— begin —

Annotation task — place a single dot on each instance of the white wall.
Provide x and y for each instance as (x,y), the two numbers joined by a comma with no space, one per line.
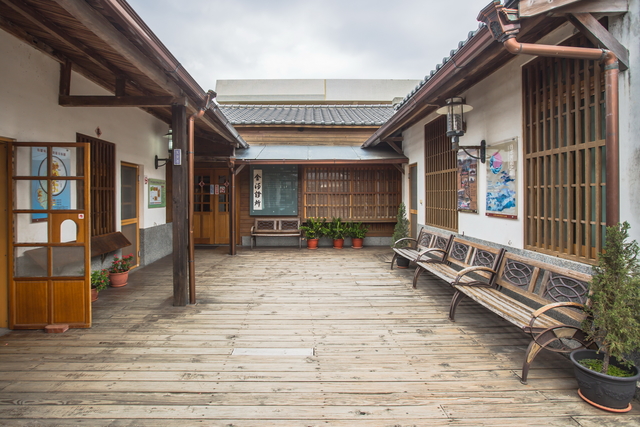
(30,112)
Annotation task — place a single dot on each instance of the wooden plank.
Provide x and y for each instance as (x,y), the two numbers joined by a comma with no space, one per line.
(120,101)
(529,8)
(600,36)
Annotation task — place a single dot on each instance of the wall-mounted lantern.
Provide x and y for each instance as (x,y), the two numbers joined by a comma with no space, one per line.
(455,110)
(169,136)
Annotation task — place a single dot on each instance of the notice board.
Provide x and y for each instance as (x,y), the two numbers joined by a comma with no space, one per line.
(274,190)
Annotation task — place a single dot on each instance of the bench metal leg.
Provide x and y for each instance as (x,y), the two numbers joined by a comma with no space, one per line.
(416,275)
(457,297)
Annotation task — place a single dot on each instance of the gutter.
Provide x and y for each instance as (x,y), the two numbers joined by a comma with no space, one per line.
(469,52)
(505,26)
(170,67)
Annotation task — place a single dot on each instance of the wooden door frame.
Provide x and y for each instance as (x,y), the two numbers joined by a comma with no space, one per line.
(137,199)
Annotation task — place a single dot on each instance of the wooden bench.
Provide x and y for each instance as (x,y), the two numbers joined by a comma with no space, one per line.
(426,240)
(276,227)
(543,300)
(462,261)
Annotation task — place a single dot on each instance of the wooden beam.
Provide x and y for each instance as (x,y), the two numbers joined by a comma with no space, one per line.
(120,101)
(600,36)
(65,78)
(121,84)
(394,146)
(536,7)
(180,208)
(605,7)
(102,28)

— end —

- **EXERCISE PROMPT**: Please copy all of the records above word for word, but leave the picture out of your copy.

- **EXPECTED ANSWER**:
Annotation task — place a single dot on each instance of the white wall.
Provide x and y for each instance as (x,y), the two numbers joined by a comma with no space, one per line.
(30,112)
Annotation task — place a single dot on each instance of the wooden plank.
Provide x and y for each instance as (x,y), the two numbers joined by a comma with no space, one per line.
(120,101)
(529,8)
(600,36)
Annotation task — place a single dot on each instance of the wall-mounted lantern.
Provide x and y for each instance as (x,y), the two numbers joined by a comma with no space, one per line.
(455,110)
(169,136)
Annotation task — place a single dot on each instance of the notice board.
Provide x and y for each instance as (x,y), the two numbers joined by a comma with no space, one per line.
(274,190)
Annotation task — place a single dot on each instance of the bench metal leg.
Provide x and y for each instance as (x,y), the two numbers joined by a comma with no space, one per line.
(416,275)
(457,297)
Annotation task — place a single dot on each instance of the gutter.
Provide x and y for each instance as (x,y), the two numbers joined by a comma with no space, one per line.
(469,52)
(505,26)
(170,67)
Annotation task — place a single dot on each instance of the wooden door frame.
Provide x and y for each instance as (x,y), the two numbers joined by a comma with no space, one per line.
(137,199)
Annotation task — place a single dot on each instance of the wooden bench.
Provide x and y for each instance as (x,y), the two numbers joined by a comma with no space, one per line.
(426,240)
(276,227)
(543,300)
(462,261)
Annotation task — place a single dot on each instance of the wooden beam.
Provide x and y for each instance as (x,y), the two numbers joined by a comma with no space, one per line.
(120,101)
(600,36)
(65,78)
(121,84)
(394,146)
(536,7)
(180,208)
(605,7)
(102,28)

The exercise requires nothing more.